------ Given data ------
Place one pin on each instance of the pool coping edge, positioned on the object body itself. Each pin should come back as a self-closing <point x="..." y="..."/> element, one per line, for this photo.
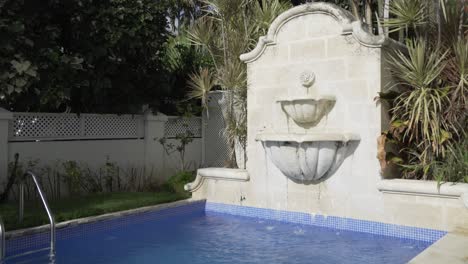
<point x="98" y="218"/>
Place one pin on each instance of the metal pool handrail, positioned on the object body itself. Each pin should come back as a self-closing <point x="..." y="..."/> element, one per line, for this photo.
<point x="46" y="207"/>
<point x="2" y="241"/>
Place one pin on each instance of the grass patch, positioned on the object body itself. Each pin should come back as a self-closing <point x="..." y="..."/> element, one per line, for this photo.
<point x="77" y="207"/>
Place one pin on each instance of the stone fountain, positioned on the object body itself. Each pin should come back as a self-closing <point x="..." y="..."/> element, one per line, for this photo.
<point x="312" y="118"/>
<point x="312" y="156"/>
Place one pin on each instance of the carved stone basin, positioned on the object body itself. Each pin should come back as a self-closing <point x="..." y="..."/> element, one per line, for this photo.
------
------ Given data ------
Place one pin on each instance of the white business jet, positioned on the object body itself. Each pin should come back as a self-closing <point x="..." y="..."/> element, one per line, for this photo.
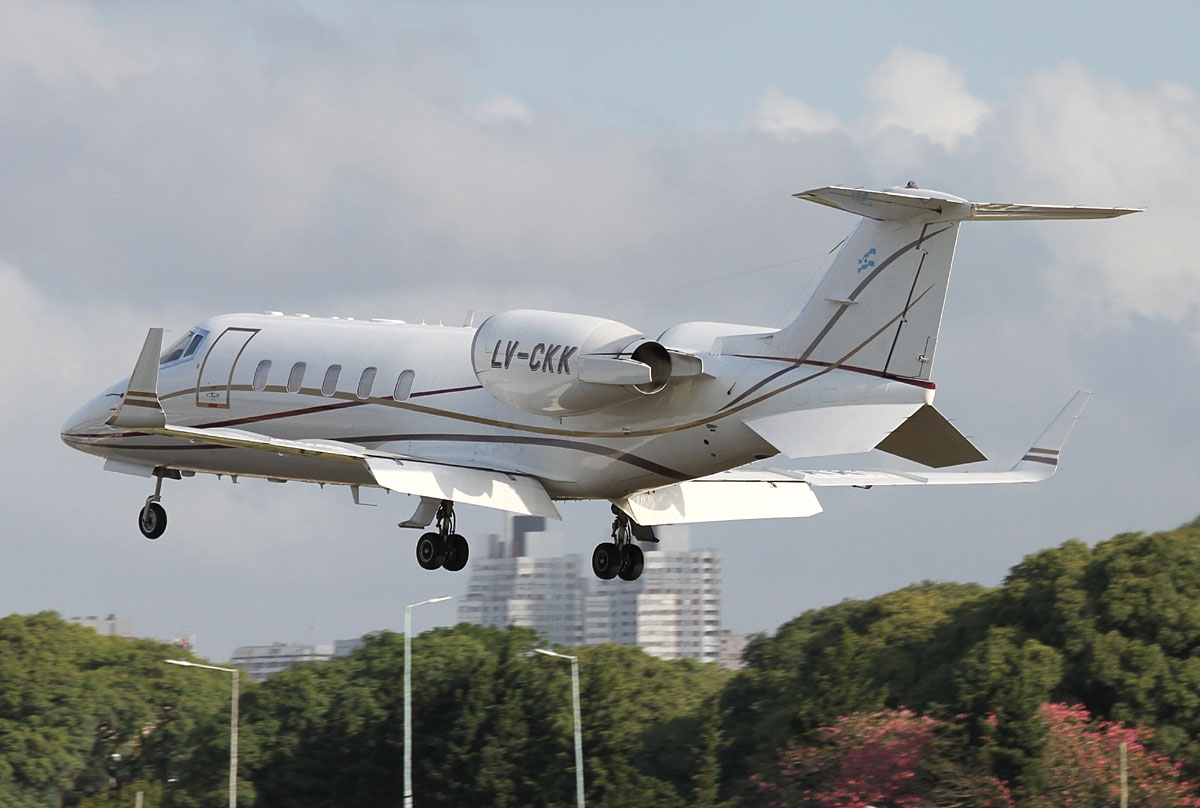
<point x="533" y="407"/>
------
------ Given data ------
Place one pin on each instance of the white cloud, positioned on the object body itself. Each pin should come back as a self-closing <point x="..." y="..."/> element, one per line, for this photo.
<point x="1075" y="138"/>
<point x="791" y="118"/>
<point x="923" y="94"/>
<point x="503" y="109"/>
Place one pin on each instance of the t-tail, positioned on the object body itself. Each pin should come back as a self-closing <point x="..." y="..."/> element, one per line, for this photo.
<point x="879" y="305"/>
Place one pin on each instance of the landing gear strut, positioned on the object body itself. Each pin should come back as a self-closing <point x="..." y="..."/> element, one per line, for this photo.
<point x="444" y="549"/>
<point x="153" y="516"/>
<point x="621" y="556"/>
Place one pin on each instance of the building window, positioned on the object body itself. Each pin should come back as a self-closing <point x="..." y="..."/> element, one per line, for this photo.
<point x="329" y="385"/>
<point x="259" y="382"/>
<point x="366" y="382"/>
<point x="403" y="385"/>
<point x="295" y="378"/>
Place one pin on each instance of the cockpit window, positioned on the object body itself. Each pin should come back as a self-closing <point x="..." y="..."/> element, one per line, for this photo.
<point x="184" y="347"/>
------
§ **What you have to do**:
Turn the lines starting at the one containing "Place one pin on each instance of the pool" and ending at the one containing "Place one pin on each instance of the carved" into a Markdown table with columns n and Line, one row per line, skipping blank lines. Leave the pictures out of the table.

§ **Response to this task**:
| n | Line |
|---|---|
| 1 | Place one pin on each instance of the pool coping edge, positioned on the object body itself. Each pin should come back as a self-closing <point x="..." y="..."/> element, one per line, for this photo. |
| 2 | <point x="98" y="218"/> |
| 3 | Place one pin on each instance of the metal pool handrail, positioned on the object body itself. Each pin should come back as a self-closing <point x="..." y="..."/> element, one per line, for this photo. |
| 4 | <point x="46" y="207"/> |
| 5 | <point x="2" y="241"/> |
| 6 | Place one pin on each instance of the grass patch, positioned on the object body itself. Each pin should come back as a self-closing <point x="..." y="..."/> element, one per line, for this photo. |
| 7 | <point x="77" y="207"/> |
| 8 | Place one pin on each instance of the stone fountain, positioned on the object body itself. Each pin should come back as a self-closing <point x="..." y="..."/> element, one per line, for this photo. |
| 9 | <point x="312" y="118"/> |
| 10 | <point x="312" y="156"/> |
| 11 | Place one pin on each instance of the carved stone basin, positioned on the object body itself. Each pin should come back as a self-closing <point x="..." y="..."/> element, one per line, for this photo. |